◆ What you need to do
[A] Please summarize the article on the state pension triple lock in two sentences.
[B] In the article on the state pension triple lock, how much did the Office for Budget Responsibility estimate the triple lock would cost each year by 2072-73, as a share of GDP?

◆ Excerpted passage
This time, the triple lock will be set by pay growth, which rose to an annual rate of 8.2 per cent in the April to June period. Economists expect a similar figure to be published on Tuesday for the May to July period that will be used for the pension rise, partly reflecting one-off bonuses for public sector workers.

The rise will ensure that the state pension is more than 11.3 per cent higher in 2024-25 than it would have been if it had increased in line with earnings since 2010, according to Financial Times calculations.

The increases are set to be about 12.5 per cent higher than price growth over the same period.

The Department for Work and Pensions has estimated the state pension will rise in cost from £124bn this year to £134bn next financial year and the additional cost relating to unexpectedly rapid growth in wages will add almost £3bn to this figure.

This April the state pension rose by 10 per cent — an increase linked to the inflation rate in September 2022 — despite the misgivings at the time of the newly appointed chancellor Jeremy Hunt, who was struggling to clear up the fiscal mess created by the shortlived Liz Truss government.

Mel Stride, work and pensions secretary, said in June that a commitment to retain the pensions triple lock would “almost certainly” be included in the Conservative manifesto at the election expected in 2024.

Labour has so far supported the triple lock but Sir Keir Starmer has not committed to putting it into his party’s manifesto. Tory officials declined to comment on the party’s future manifesto.

Senior Labour officials admitted that if the Tories promised to continue the policy into the next parliament, Starmer would almost certainly be forced to follow suit for political reasons.

The Office for Budget Responsibility has regularly highlighted the risks to the public finances from the triple lock, particularly when economic data is volatile because pensioners always get the best uprating possible.

“The triple lock has the effect of ratcheting state pensions higher as a share of GDP following a shock,” the fiscal watchdog said in its report on risks to the public finances in July.

Based on the history of the triple lock since 2010, the OBR estimated it would cost 1.9 per cent of GDP every year — some £50bn a year in today’s prices — by 2072-73, having added 36 per cent of GDP or £943bn to the UK’s public debt.

The Department for Work and Pensions said: “The government is committed to the triple lock. As is the usual process, the secretary of state will conduct his statutory annual review of benefits and state pensions in the autumn, using the most recent prices and earnings indices available.”

◆ Supplied entries
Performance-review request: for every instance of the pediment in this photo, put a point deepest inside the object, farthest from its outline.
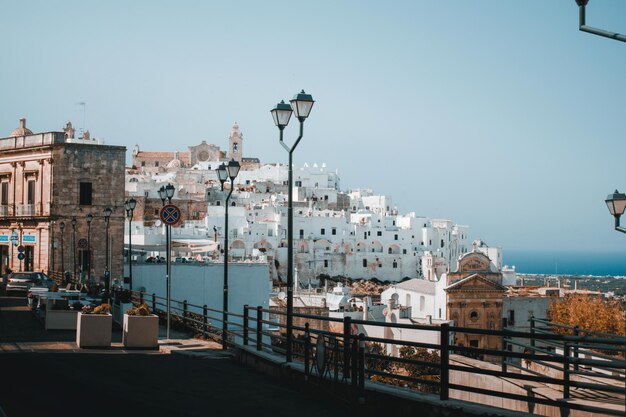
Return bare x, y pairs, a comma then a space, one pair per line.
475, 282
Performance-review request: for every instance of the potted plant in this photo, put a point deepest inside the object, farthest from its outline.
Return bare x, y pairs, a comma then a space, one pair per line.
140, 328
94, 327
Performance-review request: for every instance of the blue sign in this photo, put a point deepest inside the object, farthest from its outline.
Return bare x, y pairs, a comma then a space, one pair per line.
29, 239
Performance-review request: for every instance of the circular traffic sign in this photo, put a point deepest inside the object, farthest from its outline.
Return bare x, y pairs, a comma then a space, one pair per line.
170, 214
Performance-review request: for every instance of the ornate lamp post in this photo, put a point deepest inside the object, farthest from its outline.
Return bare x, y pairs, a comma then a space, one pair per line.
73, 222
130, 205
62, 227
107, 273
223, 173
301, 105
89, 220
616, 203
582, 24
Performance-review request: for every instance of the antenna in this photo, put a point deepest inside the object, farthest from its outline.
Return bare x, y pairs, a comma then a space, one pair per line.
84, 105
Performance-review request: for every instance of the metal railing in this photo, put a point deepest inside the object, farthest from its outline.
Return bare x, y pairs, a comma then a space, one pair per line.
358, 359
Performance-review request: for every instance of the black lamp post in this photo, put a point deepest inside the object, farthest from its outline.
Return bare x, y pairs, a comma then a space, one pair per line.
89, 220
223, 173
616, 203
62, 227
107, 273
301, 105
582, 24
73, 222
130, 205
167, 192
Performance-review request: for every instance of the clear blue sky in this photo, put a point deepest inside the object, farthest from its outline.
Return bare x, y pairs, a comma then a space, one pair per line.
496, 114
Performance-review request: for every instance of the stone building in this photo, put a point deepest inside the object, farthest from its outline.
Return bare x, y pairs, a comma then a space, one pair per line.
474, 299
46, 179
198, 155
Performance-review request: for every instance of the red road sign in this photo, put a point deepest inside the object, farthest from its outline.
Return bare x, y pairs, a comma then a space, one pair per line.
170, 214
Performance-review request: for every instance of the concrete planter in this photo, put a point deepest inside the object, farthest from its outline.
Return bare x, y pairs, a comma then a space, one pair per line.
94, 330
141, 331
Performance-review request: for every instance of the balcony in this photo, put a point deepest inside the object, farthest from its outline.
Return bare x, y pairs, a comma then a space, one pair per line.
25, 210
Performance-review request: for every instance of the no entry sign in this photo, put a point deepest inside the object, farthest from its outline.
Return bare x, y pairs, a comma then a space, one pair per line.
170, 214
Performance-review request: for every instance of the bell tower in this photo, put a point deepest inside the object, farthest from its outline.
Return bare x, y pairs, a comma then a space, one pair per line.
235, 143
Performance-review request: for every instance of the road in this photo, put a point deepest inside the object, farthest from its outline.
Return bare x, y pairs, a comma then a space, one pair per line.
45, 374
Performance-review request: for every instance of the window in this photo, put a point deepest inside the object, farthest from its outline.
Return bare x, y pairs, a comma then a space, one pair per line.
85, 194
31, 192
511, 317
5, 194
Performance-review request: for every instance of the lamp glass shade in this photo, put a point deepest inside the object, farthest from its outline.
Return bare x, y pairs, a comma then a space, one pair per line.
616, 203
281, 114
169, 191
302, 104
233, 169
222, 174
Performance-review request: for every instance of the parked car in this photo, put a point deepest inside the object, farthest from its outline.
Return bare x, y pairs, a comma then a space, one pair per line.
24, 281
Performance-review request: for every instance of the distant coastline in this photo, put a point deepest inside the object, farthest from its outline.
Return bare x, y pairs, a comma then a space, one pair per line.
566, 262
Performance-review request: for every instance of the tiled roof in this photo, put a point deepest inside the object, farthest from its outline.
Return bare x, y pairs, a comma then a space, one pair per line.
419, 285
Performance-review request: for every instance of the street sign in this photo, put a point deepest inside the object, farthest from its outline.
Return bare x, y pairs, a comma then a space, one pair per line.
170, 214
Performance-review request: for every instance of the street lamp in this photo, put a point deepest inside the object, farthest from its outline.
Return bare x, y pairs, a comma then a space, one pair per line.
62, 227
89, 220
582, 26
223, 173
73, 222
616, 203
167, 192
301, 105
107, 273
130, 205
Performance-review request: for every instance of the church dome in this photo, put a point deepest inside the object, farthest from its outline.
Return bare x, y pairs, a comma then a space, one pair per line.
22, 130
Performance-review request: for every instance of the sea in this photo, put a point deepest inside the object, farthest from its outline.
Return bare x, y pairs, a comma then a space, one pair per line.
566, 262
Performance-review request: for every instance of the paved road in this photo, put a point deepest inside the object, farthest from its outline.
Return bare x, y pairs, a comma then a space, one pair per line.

◆ Correct answers
[A] The next state pension rise under the triple lock will be set by pay growth, which reached an annual rate of 8.2 percent in April to June, and the Department for Work and Pensions estimates the pension's cost will climb from £124bn this year to £134bn next financial year. The work and pensions secretary said keeping the triple lock would "almost certainly" be in the Conservative manifesto, senior Labour officials admitted Starmer would then almost certainly have to follow, and the Office for Budget Responsibility has repeatedly highlighted the policy's risks to the public finances.

[B] 1.9 percent of GDP every year, about £50bn a year in today's prices.